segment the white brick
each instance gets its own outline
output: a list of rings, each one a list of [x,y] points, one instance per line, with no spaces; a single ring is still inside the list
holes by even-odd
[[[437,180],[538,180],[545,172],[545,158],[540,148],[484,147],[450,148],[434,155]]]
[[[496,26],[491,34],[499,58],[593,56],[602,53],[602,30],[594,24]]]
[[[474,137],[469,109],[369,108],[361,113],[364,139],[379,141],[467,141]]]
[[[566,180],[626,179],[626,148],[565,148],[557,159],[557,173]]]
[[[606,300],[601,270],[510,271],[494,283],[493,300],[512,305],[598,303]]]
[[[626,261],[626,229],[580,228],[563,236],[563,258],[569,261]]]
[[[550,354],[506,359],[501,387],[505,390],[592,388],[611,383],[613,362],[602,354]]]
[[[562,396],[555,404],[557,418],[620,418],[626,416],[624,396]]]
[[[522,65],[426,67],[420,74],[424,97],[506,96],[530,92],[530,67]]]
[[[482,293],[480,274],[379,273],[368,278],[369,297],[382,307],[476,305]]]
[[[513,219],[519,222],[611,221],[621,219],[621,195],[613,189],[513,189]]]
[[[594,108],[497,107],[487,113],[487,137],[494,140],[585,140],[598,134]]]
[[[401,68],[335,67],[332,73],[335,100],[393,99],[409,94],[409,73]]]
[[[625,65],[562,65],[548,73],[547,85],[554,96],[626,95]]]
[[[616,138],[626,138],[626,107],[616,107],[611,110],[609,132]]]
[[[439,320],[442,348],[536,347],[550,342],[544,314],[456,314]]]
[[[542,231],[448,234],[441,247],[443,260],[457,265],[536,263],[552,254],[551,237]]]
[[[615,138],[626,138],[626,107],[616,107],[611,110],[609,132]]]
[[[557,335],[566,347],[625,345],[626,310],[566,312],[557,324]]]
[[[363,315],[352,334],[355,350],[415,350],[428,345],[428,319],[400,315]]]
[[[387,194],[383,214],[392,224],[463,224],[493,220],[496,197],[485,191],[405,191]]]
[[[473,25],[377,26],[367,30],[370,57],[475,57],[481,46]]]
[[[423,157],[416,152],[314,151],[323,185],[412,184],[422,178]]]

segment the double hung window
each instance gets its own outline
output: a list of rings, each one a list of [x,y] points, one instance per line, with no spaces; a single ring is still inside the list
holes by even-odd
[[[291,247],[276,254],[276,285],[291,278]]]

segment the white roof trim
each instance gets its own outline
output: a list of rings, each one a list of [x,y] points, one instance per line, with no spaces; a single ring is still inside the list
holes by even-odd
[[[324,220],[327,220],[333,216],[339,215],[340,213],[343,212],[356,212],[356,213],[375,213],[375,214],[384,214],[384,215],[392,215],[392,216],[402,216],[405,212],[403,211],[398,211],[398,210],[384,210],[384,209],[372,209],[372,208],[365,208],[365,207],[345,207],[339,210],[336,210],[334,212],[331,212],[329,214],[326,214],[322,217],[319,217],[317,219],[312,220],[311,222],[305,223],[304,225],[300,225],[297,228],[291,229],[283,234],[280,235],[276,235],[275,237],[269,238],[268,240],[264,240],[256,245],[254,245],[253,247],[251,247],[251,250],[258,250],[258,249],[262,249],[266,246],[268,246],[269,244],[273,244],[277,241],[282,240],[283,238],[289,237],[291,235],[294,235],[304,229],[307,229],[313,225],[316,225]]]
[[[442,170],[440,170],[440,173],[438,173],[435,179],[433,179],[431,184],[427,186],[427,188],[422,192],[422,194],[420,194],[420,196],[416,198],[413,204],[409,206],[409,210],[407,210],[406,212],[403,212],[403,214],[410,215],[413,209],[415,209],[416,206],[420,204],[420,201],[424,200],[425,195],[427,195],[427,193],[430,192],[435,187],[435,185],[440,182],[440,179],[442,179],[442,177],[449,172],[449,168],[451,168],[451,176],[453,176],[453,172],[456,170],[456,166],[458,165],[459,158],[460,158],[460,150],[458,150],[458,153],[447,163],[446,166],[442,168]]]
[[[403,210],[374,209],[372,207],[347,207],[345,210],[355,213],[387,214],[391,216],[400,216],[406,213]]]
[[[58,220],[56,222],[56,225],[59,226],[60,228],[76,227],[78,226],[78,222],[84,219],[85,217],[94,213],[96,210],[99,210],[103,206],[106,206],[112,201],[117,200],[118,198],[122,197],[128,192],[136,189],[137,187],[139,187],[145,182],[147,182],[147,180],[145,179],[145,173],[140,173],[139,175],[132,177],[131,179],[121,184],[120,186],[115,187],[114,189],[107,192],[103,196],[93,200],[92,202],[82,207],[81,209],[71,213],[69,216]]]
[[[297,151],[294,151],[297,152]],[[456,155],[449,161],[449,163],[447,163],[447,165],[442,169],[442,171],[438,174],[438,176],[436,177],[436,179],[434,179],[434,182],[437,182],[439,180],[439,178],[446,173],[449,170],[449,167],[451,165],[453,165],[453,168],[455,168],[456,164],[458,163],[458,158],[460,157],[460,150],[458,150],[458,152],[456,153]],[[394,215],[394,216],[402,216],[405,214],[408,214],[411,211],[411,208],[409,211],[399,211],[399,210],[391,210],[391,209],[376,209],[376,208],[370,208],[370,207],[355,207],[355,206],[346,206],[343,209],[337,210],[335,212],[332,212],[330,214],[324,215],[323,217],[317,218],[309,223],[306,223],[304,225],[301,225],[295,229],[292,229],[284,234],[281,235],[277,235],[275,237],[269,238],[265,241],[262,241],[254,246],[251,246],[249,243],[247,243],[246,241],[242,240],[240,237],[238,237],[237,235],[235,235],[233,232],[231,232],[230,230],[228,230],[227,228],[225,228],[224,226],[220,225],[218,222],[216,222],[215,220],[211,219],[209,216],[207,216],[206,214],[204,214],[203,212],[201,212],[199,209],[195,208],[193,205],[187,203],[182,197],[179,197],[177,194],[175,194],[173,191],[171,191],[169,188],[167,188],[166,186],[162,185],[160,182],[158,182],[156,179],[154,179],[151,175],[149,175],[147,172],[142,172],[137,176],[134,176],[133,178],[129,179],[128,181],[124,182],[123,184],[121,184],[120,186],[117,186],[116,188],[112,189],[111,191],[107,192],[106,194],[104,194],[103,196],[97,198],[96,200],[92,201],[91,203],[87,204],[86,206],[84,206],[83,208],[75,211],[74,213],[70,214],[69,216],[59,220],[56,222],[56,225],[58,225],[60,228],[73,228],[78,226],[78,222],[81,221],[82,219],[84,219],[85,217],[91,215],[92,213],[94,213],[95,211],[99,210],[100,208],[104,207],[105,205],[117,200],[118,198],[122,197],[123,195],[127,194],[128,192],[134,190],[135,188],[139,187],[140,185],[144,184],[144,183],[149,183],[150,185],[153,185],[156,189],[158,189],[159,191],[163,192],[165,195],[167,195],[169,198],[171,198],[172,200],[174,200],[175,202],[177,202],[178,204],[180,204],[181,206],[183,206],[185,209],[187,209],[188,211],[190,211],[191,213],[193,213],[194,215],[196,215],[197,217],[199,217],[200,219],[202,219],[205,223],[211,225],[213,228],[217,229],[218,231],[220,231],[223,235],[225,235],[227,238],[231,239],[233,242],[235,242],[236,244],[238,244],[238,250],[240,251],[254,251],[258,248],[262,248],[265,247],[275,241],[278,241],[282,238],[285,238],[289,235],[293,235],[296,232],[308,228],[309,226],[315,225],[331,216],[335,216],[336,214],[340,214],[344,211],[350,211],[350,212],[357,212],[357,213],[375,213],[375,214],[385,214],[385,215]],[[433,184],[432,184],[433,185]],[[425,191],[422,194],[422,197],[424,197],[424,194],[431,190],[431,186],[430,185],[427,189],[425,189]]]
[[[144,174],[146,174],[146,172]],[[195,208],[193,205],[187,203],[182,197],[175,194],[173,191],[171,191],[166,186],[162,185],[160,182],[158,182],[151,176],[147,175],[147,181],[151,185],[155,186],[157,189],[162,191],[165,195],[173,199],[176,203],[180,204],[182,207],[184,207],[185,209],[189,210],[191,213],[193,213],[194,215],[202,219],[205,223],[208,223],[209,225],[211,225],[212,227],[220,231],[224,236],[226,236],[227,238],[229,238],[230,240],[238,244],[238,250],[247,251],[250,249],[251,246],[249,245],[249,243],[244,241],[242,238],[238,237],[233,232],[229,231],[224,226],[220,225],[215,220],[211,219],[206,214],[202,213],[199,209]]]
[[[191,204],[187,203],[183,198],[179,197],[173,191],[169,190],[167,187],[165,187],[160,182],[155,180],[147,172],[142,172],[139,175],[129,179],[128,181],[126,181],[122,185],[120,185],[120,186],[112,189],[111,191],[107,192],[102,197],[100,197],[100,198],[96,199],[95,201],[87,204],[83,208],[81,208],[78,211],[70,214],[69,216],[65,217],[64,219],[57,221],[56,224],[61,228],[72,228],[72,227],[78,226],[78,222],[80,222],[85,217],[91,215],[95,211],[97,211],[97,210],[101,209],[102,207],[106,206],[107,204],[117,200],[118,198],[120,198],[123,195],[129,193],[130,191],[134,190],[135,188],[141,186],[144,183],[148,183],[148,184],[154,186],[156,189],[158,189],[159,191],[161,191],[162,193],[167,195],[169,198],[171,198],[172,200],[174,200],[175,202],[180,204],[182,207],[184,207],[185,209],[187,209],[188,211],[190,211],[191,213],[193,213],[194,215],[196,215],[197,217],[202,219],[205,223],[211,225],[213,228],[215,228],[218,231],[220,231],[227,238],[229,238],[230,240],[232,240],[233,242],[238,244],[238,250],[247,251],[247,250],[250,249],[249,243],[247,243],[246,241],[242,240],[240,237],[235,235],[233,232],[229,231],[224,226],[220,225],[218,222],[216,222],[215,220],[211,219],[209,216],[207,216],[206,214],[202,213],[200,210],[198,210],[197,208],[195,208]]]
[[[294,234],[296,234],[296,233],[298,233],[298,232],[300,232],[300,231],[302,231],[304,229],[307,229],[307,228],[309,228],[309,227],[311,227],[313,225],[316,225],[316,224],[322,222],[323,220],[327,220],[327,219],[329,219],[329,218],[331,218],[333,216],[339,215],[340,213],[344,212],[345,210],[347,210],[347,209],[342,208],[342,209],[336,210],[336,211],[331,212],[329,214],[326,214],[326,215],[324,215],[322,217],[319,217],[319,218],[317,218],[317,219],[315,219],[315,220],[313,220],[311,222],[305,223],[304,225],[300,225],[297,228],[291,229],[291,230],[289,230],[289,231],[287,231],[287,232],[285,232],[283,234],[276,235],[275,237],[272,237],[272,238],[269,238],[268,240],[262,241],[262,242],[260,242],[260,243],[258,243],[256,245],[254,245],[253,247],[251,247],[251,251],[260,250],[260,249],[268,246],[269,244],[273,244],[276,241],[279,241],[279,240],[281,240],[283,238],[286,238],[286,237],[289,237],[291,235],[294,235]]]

**Instructions for the task:** Copy every line above in which the string "white" shows up.

**Solution to the problem:**
segment the white brick
segment the white roof trim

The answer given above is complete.